Your instructions
Set down every record below exactly as it stands.

Material for the task
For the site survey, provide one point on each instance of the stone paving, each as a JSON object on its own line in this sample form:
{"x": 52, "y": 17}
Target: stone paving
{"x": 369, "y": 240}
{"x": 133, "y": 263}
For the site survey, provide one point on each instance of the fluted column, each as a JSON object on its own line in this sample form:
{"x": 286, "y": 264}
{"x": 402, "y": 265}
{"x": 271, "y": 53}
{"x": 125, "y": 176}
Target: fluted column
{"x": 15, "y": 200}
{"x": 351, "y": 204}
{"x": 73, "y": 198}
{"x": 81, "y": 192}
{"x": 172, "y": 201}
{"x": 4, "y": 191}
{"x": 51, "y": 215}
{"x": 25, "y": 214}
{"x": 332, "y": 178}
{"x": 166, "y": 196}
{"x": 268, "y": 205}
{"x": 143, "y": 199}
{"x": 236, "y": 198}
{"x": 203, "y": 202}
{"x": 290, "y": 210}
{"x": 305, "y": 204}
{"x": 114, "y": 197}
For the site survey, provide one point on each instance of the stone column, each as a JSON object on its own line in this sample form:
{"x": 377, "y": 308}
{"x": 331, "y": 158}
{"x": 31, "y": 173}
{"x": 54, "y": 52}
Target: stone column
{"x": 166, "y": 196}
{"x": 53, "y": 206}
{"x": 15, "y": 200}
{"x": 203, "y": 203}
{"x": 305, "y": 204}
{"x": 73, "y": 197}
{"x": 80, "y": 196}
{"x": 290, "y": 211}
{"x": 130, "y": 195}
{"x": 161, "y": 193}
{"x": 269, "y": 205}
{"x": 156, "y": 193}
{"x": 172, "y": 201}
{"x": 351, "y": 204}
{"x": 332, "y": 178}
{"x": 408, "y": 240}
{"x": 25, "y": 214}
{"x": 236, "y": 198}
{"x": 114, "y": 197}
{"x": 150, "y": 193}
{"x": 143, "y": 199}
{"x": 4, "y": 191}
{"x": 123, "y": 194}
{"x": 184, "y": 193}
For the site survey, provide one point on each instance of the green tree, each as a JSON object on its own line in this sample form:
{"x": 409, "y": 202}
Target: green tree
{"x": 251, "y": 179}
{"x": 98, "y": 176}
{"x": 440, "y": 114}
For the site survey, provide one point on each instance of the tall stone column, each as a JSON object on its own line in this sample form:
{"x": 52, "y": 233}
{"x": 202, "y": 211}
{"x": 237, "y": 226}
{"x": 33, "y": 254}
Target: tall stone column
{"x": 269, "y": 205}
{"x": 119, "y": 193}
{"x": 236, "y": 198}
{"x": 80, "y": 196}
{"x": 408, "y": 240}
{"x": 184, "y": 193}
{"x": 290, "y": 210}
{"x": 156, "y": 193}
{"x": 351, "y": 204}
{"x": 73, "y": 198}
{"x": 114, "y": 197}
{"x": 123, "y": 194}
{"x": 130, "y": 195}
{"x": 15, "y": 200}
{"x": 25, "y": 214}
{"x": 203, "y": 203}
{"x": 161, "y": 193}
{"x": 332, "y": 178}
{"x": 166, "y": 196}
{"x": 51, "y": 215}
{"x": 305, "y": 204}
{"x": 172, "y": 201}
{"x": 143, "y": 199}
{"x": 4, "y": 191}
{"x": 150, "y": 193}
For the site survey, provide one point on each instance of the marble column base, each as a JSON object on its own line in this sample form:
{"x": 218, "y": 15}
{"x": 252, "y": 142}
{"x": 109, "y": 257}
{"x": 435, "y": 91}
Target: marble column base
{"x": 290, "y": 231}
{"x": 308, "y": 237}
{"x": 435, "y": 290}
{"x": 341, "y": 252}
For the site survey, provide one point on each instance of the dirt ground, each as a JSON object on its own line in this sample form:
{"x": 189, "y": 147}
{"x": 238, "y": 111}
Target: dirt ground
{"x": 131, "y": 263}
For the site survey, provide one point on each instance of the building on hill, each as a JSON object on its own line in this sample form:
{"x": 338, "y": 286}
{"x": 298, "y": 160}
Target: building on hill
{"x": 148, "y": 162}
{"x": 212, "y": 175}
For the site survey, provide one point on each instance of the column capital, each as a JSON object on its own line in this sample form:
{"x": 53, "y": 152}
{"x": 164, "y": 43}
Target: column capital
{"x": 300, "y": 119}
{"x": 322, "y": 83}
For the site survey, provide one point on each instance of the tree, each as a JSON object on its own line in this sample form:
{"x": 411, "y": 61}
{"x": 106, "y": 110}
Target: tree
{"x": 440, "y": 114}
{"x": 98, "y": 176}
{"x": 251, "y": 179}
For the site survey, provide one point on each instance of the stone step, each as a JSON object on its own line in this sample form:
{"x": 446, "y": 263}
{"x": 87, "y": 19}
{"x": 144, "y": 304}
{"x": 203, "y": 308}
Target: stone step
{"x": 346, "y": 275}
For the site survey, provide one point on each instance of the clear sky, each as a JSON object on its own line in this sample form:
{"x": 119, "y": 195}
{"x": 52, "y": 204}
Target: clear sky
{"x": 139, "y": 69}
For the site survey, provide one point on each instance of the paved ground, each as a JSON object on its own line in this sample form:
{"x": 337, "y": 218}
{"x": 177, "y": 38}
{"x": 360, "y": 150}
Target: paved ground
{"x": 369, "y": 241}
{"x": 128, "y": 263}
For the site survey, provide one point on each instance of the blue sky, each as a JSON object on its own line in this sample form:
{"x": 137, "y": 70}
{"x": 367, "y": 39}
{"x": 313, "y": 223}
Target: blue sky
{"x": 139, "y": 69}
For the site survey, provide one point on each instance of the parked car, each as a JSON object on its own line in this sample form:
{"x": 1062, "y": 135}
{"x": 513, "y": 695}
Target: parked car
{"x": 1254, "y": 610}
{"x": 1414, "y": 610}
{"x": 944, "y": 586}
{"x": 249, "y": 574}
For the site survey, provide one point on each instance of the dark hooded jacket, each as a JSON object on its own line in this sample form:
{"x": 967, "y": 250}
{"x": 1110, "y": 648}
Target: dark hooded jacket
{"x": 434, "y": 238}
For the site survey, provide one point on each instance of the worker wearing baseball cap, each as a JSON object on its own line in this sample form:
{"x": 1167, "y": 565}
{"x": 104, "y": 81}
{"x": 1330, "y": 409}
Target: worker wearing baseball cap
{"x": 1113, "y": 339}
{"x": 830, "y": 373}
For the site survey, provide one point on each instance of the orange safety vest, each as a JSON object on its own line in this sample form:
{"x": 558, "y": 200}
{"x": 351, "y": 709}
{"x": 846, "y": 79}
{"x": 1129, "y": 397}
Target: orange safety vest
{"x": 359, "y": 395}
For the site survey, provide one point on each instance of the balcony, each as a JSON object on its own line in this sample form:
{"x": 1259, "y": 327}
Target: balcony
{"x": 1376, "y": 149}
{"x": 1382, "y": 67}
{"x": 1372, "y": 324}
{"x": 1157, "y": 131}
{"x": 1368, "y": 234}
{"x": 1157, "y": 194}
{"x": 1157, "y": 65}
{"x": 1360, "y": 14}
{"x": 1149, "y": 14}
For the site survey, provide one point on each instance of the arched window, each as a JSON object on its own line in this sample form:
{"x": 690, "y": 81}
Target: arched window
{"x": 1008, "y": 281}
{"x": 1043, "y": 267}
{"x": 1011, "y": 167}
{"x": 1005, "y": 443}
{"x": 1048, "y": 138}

Exercise solution
For the site survey, provide one point on each instance of the stone paving, each as a JSON object on its own line in this sample form:
{"x": 52, "y": 17}
Target: stone paving
{"x": 369, "y": 240}
{"x": 133, "y": 263}
For the site survey, provide one point on each instance of the fluted column, each as a JSON object on its own line in this sample form:
{"x": 286, "y": 264}
{"x": 402, "y": 265}
{"x": 271, "y": 53}
{"x": 125, "y": 176}
Target: fluted column
{"x": 15, "y": 200}
{"x": 351, "y": 204}
{"x": 73, "y": 198}
{"x": 81, "y": 192}
{"x": 172, "y": 201}
{"x": 4, "y": 191}
{"x": 51, "y": 215}
{"x": 25, "y": 214}
{"x": 332, "y": 178}
{"x": 166, "y": 196}
{"x": 268, "y": 205}
{"x": 143, "y": 199}
{"x": 236, "y": 198}
{"x": 203, "y": 202}
{"x": 290, "y": 210}
{"x": 305, "y": 204}
{"x": 114, "y": 197}
For the site survey, provide one point on each instance of the stone column, each as a JSON object on its own line in this sample form:
{"x": 377, "y": 308}
{"x": 331, "y": 158}
{"x": 31, "y": 173}
{"x": 54, "y": 52}
Target: stone column
{"x": 166, "y": 196}
{"x": 53, "y": 206}
{"x": 15, "y": 200}
{"x": 203, "y": 203}
{"x": 305, "y": 204}
{"x": 73, "y": 197}
{"x": 80, "y": 196}
{"x": 290, "y": 211}
{"x": 130, "y": 195}
{"x": 161, "y": 193}
{"x": 269, "y": 205}
{"x": 156, "y": 193}
{"x": 172, "y": 201}
{"x": 351, "y": 204}
{"x": 332, "y": 178}
{"x": 408, "y": 240}
{"x": 25, "y": 214}
{"x": 236, "y": 198}
{"x": 114, "y": 197}
{"x": 150, "y": 193}
{"x": 143, "y": 199}
{"x": 4, "y": 191}
{"x": 123, "y": 194}
{"x": 184, "y": 193}
For the site survey, provide one point on each instance of the green tree, each as a JSON object on its own line in this sample form:
{"x": 409, "y": 202}
Target: green tree
{"x": 251, "y": 179}
{"x": 98, "y": 176}
{"x": 440, "y": 114}
For the site survey, provide one point on each instance of the tall stone column, each as a JSON object on its own line in this sample form:
{"x": 52, "y": 233}
{"x": 202, "y": 211}
{"x": 237, "y": 226}
{"x": 33, "y": 254}
Target: tall stone column
{"x": 269, "y": 205}
{"x": 119, "y": 193}
{"x": 236, "y": 198}
{"x": 80, "y": 196}
{"x": 408, "y": 240}
{"x": 184, "y": 193}
{"x": 290, "y": 210}
{"x": 156, "y": 193}
{"x": 351, "y": 204}
{"x": 73, "y": 198}
{"x": 114, "y": 197}
{"x": 123, "y": 194}
{"x": 130, "y": 195}
{"x": 15, "y": 200}
{"x": 25, "y": 214}
{"x": 203, "y": 203}
{"x": 161, "y": 193}
{"x": 332, "y": 178}
{"x": 166, "y": 196}
{"x": 51, "y": 215}
{"x": 305, "y": 204}
{"x": 172, "y": 201}
{"x": 143, "y": 199}
{"x": 4, "y": 191}
{"x": 150, "y": 193}
For the site survey, provide one point on each instance of the marble column base, each as a JSON object on its own line in this sample form:
{"x": 218, "y": 15}
{"x": 252, "y": 142}
{"x": 109, "y": 257}
{"x": 435, "y": 91}
Target: marble column base
{"x": 290, "y": 231}
{"x": 308, "y": 237}
{"x": 435, "y": 290}
{"x": 341, "y": 252}
For the site survey, provide one point on each instance of the dirt ground, each as a JSON object on its own line in this sample form:
{"x": 189, "y": 147}
{"x": 238, "y": 111}
Target: dirt ground
{"x": 131, "y": 263}
For the site survey, provide one point on each instance of the building on hill, each as a JSON object on its own line in this sample form:
{"x": 338, "y": 286}
{"x": 298, "y": 160}
Target: building on hill
{"x": 148, "y": 162}
{"x": 212, "y": 175}
For the site survey, provide one point on each instance of the column capital, each as a JSON object on its own line in this sample form:
{"x": 53, "y": 152}
{"x": 164, "y": 43}
Target: column capital
{"x": 300, "y": 119}
{"x": 322, "y": 83}
For the site survey, provide one point on each instance of the tree, each as a JSON object on its own line in this sample form:
{"x": 411, "y": 61}
{"x": 106, "y": 110}
Target: tree
{"x": 440, "y": 114}
{"x": 98, "y": 176}
{"x": 251, "y": 179}
For the site survey, provide one point on each instance of the stone step, each as a JSON object on its own line in this sample form:
{"x": 446, "y": 263}
{"x": 87, "y": 19}
{"x": 144, "y": 304}
{"x": 203, "y": 308}
Target: stone step
{"x": 346, "y": 275}
For the site survey, provide one point on each instance of the clear sky, each as a JSON object on its own line in this sample form:
{"x": 119, "y": 195}
{"x": 52, "y": 204}
Target: clear sky
{"x": 139, "y": 69}
For the site survey, provide one point on each instance of the paved ground, each as a JSON object on its own line in this sample form:
{"x": 337, "y": 218}
{"x": 177, "y": 38}
{"x": 360, "y": 150}
Target: paved ground
{"x": 369, "y": 241}
{"x": 128, "y": 263}
For the site survey, provide one point on each instance of the blue sky, each as a JSON object on its own line in this sample form:
{"x": 137, "y": 70}
{"x": 367, "y": 39}
{"x": 313, "y": 223}
Target: blue sky
{"x": 139, "y": 69}
For the site survey, provide one point on each instance of the parked car, each as a JSON object on its own line in this sample form:
{"x": 1062, "y": 135}
{"x": 513, "y": 695}
Target: parked car
{"x": 1254, "y": 610}
{"x": 1414, "y": 610}
{"x": 944, "y": 586}
{"x": 249, "y": 574}
For the site survey, provide one point on each instance of the dark hooded jacket, each as a JSON object on its own line in this sample form:
{"x": 967, "y": 250}
{"x": 1110, "y": 648}
Target: dark hooded jacket
{"x": 434, "y": 238}
For the site survey, provide one point on each instance of the worker wearing baseball cap, each as a JSON object on its own line in this sample form:
{"x": 1167, "y": 565}
{"x": 104, "y": 81}
{"x": 1330, "y": 409}
Target: worker wearing baseball cap
{"x": 1113, "y": 339}
{"x": 830, "y": 373}
For the site survey, provide one point on each instance of the orange safety vest, each as a JSON object on its own line in this sample form:
{"x": 558, "y": 200}
{"x": 351, "y": 709}
{"x": 846, "y": 79}
{"x": 1129, "y": 397}
Target: orange safety vest
{"x": 359, "y": 395}
For the site survey, provide one point on each instance of the balcony, each as a JSON object on its own line in this sample form:
{"x": 1259, "y": 327}
Target: balcony
{"x": 1376, "y": 149}
{"x": 1382, "y": 67}
{"x": 1372, "y": 324}
{"x": 1157, "y": 131}
{"x": 1368, "y": 234}
{"x": 1157, "y": 194}
{"x": 1157, "y": 65}
{"x": 1360, "y": 14}
{"x": 1149, "y": 14}
For the site survey, provide one point on each instance of the arched window, each as a JSON object on its own line in this sample form:
{"x": 690, "y": 81}
Target: arched window
{"x": 1008, "y": 281}
{"x": 1043, "y": 267}
{"x": 1011, "y": 167}
{"x": 1005, "y": 443}
{"x": 1048, "y": 138}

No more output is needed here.